*Directive:* Copy every line of the entries below that contains the string "flower". Case counts, so list only lines where it appears with the same capitalization.

## START

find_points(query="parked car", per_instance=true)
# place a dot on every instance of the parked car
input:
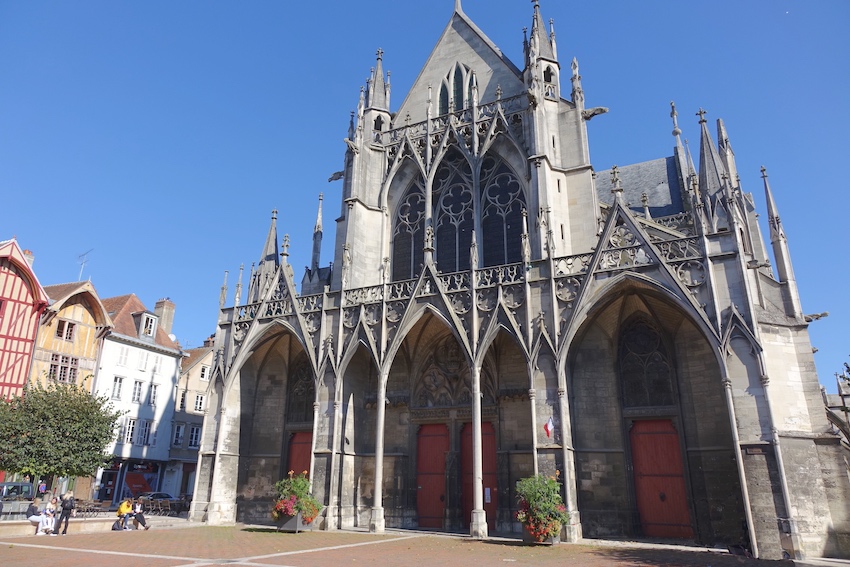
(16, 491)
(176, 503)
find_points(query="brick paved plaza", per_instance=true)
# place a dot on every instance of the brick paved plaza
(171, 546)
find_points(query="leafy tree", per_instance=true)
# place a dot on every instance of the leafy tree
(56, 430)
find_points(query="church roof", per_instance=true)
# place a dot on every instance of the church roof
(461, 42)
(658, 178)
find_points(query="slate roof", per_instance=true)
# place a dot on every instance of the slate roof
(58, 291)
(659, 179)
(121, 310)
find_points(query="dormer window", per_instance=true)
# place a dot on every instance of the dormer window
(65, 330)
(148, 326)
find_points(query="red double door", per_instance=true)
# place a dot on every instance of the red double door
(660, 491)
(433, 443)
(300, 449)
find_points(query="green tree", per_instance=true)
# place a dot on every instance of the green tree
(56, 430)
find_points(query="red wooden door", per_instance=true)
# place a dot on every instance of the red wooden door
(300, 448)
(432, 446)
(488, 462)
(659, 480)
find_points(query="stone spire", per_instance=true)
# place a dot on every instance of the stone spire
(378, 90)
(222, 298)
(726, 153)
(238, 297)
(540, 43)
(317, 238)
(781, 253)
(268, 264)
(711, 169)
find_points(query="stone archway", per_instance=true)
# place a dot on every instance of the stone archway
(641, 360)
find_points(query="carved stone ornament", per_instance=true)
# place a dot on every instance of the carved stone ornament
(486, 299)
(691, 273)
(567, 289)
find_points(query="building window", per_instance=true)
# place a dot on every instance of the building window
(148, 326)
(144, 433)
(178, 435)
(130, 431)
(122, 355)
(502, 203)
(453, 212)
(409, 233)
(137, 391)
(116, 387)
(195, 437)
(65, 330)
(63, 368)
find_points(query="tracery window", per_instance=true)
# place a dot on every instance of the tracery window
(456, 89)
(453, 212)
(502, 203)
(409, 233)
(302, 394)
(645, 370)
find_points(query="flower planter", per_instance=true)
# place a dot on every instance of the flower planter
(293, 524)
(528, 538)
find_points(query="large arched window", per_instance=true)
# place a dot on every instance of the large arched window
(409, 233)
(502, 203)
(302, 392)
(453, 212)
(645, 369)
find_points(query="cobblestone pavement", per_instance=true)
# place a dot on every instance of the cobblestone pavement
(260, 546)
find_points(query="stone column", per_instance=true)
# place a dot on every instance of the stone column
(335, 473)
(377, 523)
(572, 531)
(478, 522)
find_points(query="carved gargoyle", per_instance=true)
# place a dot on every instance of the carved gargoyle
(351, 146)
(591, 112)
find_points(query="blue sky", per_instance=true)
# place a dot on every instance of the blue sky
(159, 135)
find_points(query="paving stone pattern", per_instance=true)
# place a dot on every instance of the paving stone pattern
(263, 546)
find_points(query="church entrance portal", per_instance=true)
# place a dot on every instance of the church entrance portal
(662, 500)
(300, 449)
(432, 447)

## END
## START

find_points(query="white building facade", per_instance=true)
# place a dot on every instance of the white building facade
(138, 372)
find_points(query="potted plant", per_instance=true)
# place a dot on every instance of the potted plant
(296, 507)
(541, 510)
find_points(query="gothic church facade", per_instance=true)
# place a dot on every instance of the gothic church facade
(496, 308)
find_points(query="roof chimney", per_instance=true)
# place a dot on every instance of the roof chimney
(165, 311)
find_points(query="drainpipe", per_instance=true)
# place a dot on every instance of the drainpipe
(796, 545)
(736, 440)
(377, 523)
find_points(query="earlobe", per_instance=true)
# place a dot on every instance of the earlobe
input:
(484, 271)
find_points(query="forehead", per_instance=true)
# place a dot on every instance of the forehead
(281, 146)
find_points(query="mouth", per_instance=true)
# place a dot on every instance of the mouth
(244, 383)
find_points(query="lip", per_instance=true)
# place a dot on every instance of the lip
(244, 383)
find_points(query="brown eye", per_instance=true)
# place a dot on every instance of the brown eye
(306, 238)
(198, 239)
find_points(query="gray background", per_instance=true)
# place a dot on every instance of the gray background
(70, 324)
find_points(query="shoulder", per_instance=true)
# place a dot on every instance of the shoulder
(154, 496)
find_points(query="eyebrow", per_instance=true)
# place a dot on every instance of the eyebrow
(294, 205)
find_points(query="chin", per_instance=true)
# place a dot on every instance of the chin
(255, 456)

## END

*The answer:*
find_points(query="flower planter", per_instance=true)
# place a dot on every instance of the flower planter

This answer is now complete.